§ Task directions: Find the line containing "Return one point per instance of the yellow". Retype it and every line after it through the end of the entries, exactly as written, with nothing added.

Rows from a pointing dataset:
######

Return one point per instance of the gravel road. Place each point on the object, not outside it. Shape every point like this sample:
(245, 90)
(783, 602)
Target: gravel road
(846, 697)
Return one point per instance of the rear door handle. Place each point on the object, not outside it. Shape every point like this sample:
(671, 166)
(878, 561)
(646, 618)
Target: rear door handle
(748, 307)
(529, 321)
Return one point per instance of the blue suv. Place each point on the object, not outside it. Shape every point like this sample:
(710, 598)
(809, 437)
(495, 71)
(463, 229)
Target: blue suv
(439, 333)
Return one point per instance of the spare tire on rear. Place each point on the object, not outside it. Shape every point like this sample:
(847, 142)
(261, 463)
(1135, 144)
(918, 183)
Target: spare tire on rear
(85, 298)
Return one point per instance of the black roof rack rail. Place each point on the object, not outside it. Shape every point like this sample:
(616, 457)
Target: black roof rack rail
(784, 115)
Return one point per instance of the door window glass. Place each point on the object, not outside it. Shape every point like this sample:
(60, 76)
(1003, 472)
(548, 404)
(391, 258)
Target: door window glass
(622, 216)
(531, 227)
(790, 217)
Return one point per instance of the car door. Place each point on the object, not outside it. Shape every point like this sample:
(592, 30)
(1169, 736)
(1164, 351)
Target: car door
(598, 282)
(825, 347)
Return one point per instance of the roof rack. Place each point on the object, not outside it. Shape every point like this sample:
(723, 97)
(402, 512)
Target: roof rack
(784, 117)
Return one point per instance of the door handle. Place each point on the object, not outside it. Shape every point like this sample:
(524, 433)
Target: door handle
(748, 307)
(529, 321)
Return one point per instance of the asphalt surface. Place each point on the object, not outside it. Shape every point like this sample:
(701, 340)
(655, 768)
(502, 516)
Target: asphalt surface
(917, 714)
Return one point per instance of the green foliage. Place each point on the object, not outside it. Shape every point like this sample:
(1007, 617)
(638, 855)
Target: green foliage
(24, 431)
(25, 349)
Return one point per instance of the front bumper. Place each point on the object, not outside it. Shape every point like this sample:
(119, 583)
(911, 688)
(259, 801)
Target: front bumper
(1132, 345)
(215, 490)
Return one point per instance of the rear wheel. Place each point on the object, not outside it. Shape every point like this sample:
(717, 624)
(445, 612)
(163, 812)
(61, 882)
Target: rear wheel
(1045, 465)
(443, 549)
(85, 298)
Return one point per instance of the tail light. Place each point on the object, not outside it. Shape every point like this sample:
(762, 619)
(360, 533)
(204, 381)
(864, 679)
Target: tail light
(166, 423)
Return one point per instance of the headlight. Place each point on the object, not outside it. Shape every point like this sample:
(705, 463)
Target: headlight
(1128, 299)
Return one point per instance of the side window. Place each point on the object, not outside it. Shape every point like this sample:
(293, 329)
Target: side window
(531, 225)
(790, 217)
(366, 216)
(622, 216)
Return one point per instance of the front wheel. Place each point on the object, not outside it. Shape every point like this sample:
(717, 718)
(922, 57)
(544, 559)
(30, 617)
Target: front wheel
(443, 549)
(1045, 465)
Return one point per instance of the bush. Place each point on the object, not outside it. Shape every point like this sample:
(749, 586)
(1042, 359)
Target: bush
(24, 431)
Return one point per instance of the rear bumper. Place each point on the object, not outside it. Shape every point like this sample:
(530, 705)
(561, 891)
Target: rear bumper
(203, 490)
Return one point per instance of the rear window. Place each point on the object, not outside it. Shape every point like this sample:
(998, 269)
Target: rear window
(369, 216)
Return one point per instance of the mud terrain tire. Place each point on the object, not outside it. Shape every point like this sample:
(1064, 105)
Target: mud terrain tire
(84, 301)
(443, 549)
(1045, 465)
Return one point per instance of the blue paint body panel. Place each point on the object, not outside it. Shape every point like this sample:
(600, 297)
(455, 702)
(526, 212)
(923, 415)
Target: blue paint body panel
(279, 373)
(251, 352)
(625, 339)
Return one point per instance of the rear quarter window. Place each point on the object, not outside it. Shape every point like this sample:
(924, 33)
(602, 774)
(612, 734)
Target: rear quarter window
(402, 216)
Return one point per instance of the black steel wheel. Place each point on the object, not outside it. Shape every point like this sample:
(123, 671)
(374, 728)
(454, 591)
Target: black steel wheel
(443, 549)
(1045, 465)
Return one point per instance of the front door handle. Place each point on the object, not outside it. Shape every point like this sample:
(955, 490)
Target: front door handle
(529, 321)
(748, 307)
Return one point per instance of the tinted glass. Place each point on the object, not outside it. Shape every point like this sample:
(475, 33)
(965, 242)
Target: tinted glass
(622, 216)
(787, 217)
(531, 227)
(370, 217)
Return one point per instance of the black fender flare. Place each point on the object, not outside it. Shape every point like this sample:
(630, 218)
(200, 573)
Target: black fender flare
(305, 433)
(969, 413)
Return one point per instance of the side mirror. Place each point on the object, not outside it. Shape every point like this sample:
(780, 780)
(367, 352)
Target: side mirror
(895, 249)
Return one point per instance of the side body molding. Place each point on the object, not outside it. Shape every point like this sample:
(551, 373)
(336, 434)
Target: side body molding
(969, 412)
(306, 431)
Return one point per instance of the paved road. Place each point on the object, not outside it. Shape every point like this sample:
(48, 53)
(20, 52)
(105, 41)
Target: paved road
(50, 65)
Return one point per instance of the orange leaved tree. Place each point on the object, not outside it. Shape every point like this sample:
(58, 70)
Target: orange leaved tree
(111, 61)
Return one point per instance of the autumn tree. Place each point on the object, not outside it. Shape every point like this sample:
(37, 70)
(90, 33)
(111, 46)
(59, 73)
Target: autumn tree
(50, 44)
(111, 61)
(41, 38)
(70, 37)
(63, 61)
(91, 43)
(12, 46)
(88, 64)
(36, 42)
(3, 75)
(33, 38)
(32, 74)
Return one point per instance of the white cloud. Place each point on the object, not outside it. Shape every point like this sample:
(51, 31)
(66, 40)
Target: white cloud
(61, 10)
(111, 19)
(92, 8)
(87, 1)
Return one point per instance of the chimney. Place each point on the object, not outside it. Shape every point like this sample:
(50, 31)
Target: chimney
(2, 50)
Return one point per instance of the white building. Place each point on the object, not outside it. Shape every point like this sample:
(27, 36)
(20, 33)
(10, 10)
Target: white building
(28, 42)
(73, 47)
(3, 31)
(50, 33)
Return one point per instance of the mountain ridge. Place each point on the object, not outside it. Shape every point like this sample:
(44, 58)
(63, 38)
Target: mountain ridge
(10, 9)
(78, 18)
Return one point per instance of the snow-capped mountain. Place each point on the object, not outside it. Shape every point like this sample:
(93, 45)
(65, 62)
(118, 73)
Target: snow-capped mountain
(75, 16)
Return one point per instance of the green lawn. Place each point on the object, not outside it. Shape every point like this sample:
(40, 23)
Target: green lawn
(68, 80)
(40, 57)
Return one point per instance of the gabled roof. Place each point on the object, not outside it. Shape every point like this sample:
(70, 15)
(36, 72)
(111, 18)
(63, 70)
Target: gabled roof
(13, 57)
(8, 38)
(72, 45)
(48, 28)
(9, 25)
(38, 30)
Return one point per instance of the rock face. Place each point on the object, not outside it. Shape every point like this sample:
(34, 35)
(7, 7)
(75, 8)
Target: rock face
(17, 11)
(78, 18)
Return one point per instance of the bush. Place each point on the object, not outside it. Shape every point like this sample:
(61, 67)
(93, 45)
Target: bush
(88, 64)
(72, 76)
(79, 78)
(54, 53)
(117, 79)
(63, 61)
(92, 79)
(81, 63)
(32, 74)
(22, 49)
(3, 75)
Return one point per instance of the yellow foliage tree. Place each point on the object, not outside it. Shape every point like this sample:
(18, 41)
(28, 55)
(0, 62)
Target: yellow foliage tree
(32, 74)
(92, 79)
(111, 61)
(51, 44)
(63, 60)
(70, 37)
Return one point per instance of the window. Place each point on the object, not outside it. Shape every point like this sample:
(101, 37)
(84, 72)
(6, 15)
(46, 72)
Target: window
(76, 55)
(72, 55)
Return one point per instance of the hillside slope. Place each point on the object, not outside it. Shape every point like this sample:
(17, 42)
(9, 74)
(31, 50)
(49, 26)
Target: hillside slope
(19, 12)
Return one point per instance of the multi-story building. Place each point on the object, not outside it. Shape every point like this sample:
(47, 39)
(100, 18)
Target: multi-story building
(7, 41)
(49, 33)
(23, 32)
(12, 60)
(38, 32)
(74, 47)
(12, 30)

######

§ Task result:
Return one point per instance of the yellow foliage tree. Place each point on the object, not outside it. Shape every point like this sample:
(18, 41)
(28, 55)
(0, 62)
Target: yellow foliage tree
(32, 74)
(92, 79)
(111, 61)
(51, 44)
(63, 60)
(70, 37)
Return one point per instance of the window. Place each point on the object, not outside it. Shape every point like this sample:
(101, 37)
(84, 72)
(6, 15)
(46, 72)
Target: window
(76, 55)
(72, 55)
Return one point per instance of the hillside slope. Place each point on the object, not outside it. Shape every point like this sample:
(17, 42)
(9, 74)
(31, 50)
(49, 26)
Target: hillside slope
(19, 12)
Return one point per instance of the multi-story building. Place each point on the object, not outside it. Shape every point like this sample:
(47, 39)
(100, 18)
Target: multi-story building
(7, 41)
(49, 33)
(23, 32)
(12, 60)
(38, 32)
(74, 47)
(12, 30)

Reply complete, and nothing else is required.